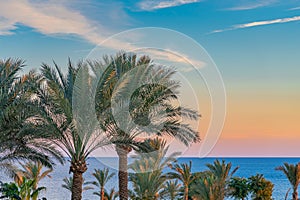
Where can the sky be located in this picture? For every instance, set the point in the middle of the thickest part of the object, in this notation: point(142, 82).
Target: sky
point(254, 44)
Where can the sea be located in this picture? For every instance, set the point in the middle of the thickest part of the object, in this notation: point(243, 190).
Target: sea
point(247, 168)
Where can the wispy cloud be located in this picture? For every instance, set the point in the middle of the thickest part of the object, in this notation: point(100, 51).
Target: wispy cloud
point(48, 18)
point(56, 18)
point(253, 5)
point(296, 8)
point(156, 4)
point(259, 23)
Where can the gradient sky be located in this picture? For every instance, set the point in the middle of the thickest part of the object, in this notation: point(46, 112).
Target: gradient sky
point(254, 43)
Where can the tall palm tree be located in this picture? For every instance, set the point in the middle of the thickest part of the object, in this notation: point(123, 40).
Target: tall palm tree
point(223, 173)
point(148, 178)
point(68, 119)
point(292, 172)
point(22, 133)
point(171, 190)
point(32, 171)
point(183, 172)
point(145, 90)
point(102, 177)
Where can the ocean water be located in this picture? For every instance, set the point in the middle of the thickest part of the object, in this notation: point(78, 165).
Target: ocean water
point(247, 167)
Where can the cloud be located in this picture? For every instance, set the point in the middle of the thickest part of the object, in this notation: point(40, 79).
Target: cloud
point(296, 8)
point(253, 5)
point(155, 4)
point(56, 18)
point(259, 23)
point(48, 18)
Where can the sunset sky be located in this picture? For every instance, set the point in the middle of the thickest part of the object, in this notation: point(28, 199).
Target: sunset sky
point(255, 45)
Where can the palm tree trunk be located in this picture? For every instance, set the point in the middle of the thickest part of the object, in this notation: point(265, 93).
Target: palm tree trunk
point(102, 193)
point(122, 152)
point(78, 168)
point(77, 186)
point(186, 193)
point(295, 193)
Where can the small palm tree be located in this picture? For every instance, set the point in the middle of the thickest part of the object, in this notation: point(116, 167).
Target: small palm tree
point(102, 177)
point(32, 171)
point(68, 182)
point(205, 187)
point(183, 172)
point(222, 173)
point(171, 190)
point(111, 195)
point(292, 172)
point(261, 188)
point(239, 188)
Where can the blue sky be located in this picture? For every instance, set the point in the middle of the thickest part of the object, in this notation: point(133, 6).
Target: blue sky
point(255, 44)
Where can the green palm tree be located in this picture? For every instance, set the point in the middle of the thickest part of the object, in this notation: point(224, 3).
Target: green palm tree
point(292, 172)
point(22, 133)
point(171, 190)
point(183, 172)
point(68, 119)
point(102, 177)
point(261, 188)
point(239, 188)
point(112, 195)
point(68, 182)
point(223, 173)
point(148, 178)
point(205, 187)
point(123, 82)
point(32, 171)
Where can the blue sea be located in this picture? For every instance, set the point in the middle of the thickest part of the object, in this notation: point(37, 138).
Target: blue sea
point(247, 167)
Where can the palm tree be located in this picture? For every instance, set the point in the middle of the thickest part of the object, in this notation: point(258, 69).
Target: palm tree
point(222, 173)
point(239, 188)
point(149, 90)
point(22, 133)
point(68, 182)
point(183, 172)
point(112, 195)
point(102, 177)
point(205, 187)
point(148, 178)
point(261, 188)
point(292, 172)
point(32, 171)
point(68, 119)
point(171, 190)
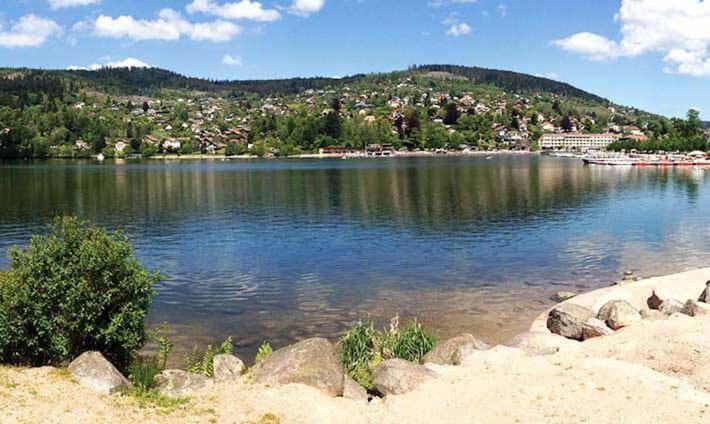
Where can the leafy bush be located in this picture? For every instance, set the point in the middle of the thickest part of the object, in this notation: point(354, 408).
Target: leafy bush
point(264, 351)
point(363, 347)
point(75, 289)
point(201, 363)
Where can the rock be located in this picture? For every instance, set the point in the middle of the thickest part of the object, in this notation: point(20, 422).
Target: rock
point(695, 309)
point(353, 390)
point(312, 362)
point(561, 296)
point(537, 343)
point(92, 370)
point(670, 306)
point(179, 383)
point(397, 376)
point(654, 302)
point(454, 350)
point(618, 314)
point(705, 295)
point(227, 367)
point(595, 328)
point(567, 320)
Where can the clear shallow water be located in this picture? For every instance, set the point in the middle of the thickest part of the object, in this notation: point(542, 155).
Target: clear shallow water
point(282, 250)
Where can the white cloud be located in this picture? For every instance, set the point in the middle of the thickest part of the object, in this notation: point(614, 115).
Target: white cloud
point(169, 26)
point(458, 30)
point(129, 62)
point(29, 31)
point(230, 60)
point(61, 4)
point(244, 9)
point(306, 8)
point(679, 30)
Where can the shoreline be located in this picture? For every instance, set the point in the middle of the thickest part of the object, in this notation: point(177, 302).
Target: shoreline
point(656, 369)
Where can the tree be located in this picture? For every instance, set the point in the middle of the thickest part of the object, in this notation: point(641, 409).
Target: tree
point(75, 289)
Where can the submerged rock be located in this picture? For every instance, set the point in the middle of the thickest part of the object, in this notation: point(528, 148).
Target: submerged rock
point(227, 367)
point(179, 383)
point(561, 296)
point(618, 314)
point(536, 343)
point(312, 362)
point(353, 390)
point(92, 370)
point(670, 307)
point(454, 350)
point(595, 328)
point(567, 320)
point(397, 376)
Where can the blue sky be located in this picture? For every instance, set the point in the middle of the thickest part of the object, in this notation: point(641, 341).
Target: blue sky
point(648, 53)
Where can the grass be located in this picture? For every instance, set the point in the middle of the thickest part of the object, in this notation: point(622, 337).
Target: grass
point(363, 347)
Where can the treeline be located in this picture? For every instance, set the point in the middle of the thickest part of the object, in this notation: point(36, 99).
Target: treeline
point(683, 135)
point(513, 82)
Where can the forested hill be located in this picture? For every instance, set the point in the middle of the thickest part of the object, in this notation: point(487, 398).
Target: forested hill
point(146, 81)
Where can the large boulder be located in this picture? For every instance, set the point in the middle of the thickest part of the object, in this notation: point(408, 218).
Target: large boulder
point(92, 370)
point(397, 376)
point(567, 320)
point(670, 307)
point(312, 362)
point(595, 328)
point(227, 367)
point(353, 390)
point(618, 314)
point(180, 384)
point(536, 343)
point(454, 350)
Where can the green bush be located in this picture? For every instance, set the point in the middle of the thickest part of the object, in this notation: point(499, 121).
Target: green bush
point(75, 289)
point(363, 347)
point(201, 363)
point(264, 350)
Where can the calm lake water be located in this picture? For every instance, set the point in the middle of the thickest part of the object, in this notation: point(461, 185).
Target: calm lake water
point(286, 249)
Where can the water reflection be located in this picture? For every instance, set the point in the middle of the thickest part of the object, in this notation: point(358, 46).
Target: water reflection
point(289, 249)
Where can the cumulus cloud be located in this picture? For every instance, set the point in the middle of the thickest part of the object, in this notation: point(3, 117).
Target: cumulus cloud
point(129, 62)
point(306, 8)
point(169, 26)
point(230, 60)
point(460, 29)
point(61, 4)
point(244, 9)
point(29, 31)
point(679, 30)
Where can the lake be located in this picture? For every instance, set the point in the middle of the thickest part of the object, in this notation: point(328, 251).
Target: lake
point(281, 250)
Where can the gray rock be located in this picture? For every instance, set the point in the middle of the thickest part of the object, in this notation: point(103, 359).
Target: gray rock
point(537, 343)
point(312, 362)
point(595, 328)
point(180, 384)
point(561, 296)
point(397, 376)
point(705, 295)
point(567, 320)
point(92, 370)
point(618, 314)
point(353, 390)
point(670, 307)
point(227, 367)
point(454, 350)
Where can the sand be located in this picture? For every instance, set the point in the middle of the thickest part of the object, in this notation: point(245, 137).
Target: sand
point(654, 371)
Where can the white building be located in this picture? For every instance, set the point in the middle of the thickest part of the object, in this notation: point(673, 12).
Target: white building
point(576, 141)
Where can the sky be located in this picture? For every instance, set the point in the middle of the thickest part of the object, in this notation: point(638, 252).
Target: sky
point(652, 54)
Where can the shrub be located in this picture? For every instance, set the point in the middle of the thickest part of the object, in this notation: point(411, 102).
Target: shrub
point(201, 363)
point(75, 289)
point(362, 347)
point(264, 351)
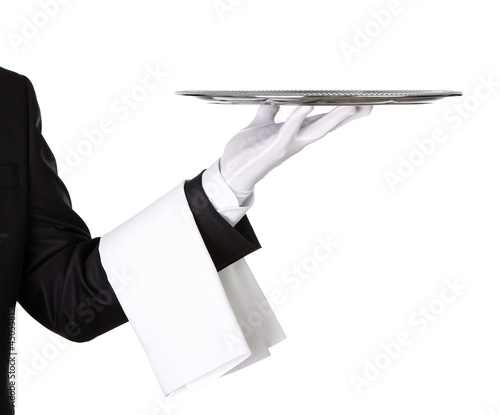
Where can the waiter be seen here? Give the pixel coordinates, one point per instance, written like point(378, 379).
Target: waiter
point(190, 288)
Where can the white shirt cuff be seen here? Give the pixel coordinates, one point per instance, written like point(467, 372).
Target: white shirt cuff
point(222, 197)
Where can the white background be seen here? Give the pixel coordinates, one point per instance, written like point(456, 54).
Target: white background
point(397, 247)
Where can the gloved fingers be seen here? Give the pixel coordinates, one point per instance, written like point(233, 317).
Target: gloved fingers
point(265, 115)
point(325, 124)
point(294, 121)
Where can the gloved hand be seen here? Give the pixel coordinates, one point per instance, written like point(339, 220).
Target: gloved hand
point(264, 144)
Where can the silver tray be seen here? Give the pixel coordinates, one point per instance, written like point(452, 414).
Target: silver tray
point(322, 97)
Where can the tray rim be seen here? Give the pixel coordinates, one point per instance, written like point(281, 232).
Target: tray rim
point(321, 97)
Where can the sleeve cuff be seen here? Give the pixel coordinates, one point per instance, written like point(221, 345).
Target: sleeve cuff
point(222, 197)
point(225, 243)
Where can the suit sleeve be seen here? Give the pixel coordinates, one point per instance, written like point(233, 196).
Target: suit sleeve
point(184, 291)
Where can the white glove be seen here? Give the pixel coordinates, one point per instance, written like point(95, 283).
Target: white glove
point(264, 144)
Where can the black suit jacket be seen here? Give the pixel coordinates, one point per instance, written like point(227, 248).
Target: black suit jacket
point(49, 262)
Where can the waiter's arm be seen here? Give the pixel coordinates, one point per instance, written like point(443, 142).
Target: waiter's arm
point(65, 286)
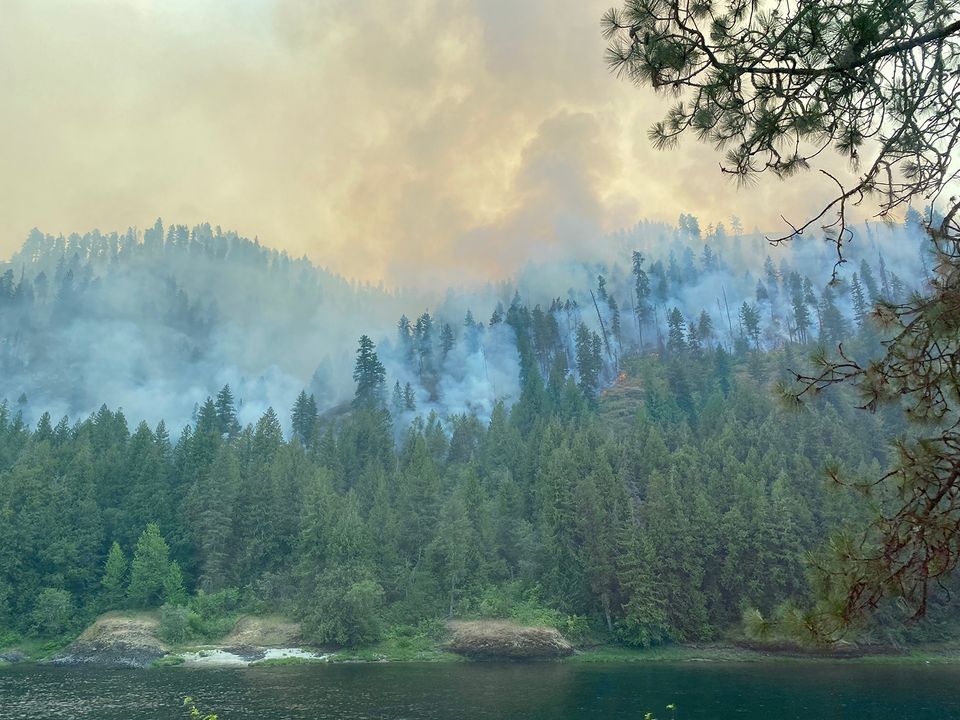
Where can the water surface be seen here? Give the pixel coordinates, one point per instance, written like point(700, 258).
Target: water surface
point(718, 691)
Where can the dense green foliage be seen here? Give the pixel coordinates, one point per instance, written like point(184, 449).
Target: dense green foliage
point(659, 510)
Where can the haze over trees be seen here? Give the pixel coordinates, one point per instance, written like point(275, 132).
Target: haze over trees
point(638, 482)
point(879, 84)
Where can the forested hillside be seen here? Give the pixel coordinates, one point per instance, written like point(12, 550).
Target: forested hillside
point(633, 476)
point(154, 322)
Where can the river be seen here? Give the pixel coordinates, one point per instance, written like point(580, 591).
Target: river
point(563, 691)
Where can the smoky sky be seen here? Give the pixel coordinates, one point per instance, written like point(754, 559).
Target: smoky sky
point(411, 142)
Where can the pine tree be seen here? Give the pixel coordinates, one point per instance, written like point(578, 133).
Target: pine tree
point(588, 361)
point(641, 290)
point(369, 374)
point(150, 569)
point(227, 413)
point(676, 337)
point(858, 299)
point(114, 579)
point(304, 418)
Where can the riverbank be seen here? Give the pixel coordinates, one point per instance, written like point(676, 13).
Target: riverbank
point(131, 640)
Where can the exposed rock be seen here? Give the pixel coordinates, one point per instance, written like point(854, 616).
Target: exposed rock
point(116, 640)
point(500, 640)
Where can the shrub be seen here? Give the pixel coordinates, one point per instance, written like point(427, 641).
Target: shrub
point(174, 624)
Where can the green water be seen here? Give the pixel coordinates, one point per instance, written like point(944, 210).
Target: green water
point(813, 691)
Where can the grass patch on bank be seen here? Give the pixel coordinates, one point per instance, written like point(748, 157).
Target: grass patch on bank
point(283, 662)
point(404, 643)
point(37, 649)
point(664, 653)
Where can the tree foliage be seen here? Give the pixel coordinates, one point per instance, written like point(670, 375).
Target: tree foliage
point(878, 83)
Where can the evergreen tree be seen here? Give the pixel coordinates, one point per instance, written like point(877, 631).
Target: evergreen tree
point(150, 569)
point(369, 374)
point(114, 581)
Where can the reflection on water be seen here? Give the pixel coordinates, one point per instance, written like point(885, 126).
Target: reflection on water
point(484, 691)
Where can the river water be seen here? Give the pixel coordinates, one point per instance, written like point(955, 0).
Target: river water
point(714, 691)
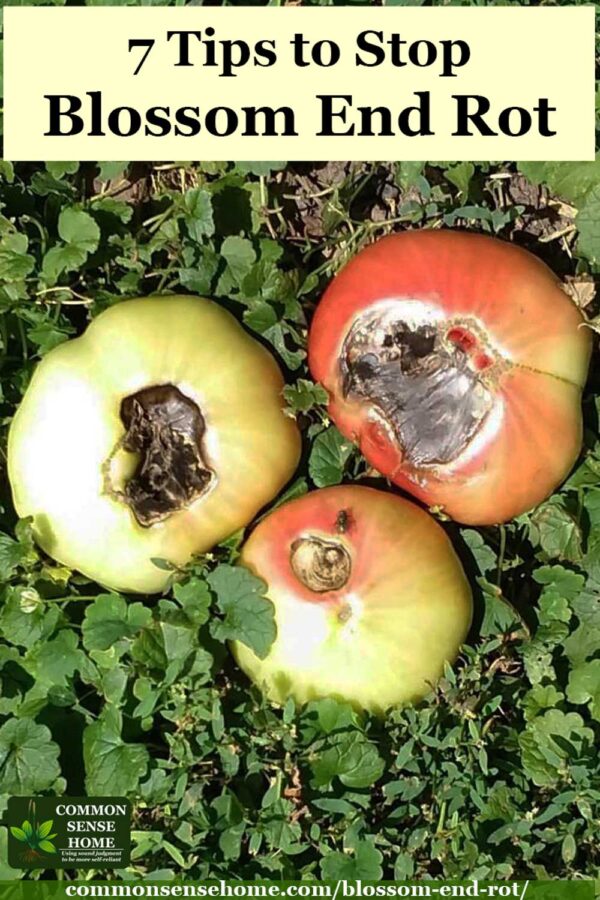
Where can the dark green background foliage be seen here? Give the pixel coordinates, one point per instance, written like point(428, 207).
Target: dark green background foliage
point(496, 774)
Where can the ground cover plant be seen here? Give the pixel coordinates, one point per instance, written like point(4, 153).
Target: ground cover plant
point(496, 773)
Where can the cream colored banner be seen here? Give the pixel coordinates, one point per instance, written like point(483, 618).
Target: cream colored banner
point(298, 83)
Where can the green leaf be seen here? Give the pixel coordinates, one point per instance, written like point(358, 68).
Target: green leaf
point(330, 453)
point(54, 662)
point(240, 256)
point(15, 262)
point(485, 557)
point(261, 317)
point(109, 619)
point(249, 615)
point(259, 168)
point(112, 767)
point(45, 828)
point(556, 531)
point(363, 863)
point(460, 175)
point(12, 554)
point(110, 171)
point(78, 229)
point(28, 757)
point(350, 757)
point(199, 220)
point(304, 395)
point(58, 169)
point(584, 686)
point(544, 755)
point(47, 846)
point(572, 181)
point(80, 234)
point(194, 597)
point(18, 833)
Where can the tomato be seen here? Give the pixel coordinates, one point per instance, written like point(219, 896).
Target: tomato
point(370, 599)
point(456, 362)
point(154, 435)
# # # # #
> [Work to do]: Reproduce the material word for word, starting at the line that contains "Where can the green palm" and ending at the line that contains "point(282, 250)", with both of those lines included. Leave the pictures out.

> [Task answer]:
Where can the green palm tree be located in this picture? For every instance, set the point in the middle of the thickest part of the object, in this notation: point(224, 3).
Target: green palm tree
point(292, 172)
point(22, 133)
point(171, 190)
point(183, 172)
point(68, 119)
point(102, 177)
point(261, 188)
point(239, 188)
point(112, 195)
point(68, 182)
point(223, 173)
point(148, 178)
point(205, 187)
point(123, 82)
point(32, 171)
Where can the blue sea be located in this picture? For every instance, set the point in the middle of the thickest part of the object, in this notation: point(37, 138).
Target: blue sea
point(247, 167)
Where can the palm tree be located in this picture? For every instance, set the point in the middle of the thickest part of the object, in this notation: point(258, 69).
Target: palm tree
point(222, 173)
point(239, 188)
point(149, 90)
point(22, 133)
point(68, 182)
point(183, 172)
point(112, 195)
point(102, 177)
point(205, 187)
point(148, 178)
point(261, 188)
point(292, 172)
point(32, 171)
point(68, 119)
point(171, 190)
Where can the leafy bush be located in this picture? For every instance, set the point in the middle of the thickest part of the object, in this notation: point(354, 408).
Target: leafy bush
point(264, 351)
point(363, 347)
point(75, 289)
point(201, 363)
Where can the rock be located in this picture? For every instance, set the point in the middle of the thickest part of the object, in this notation: point(20, 422).
Target: rock
point(695, 309)
point(353, 390)
point(312, 362)
point(561, 296)
point(537, 343)
point(92, 370)
point(670, 306)
point(179, 383)
point(397, 376)
point(654, 302)
point(454, 350)
point(618, 314)
point(705, 295)
point(227, 367)
point(595, 328)
point(567, 320)
Where can the clear shallow water be located in this picture? For every instance, set the point in the middle of the thickest part of the object, in this notation: point(542, 155).
Target: clear shallow water
point(282, 250)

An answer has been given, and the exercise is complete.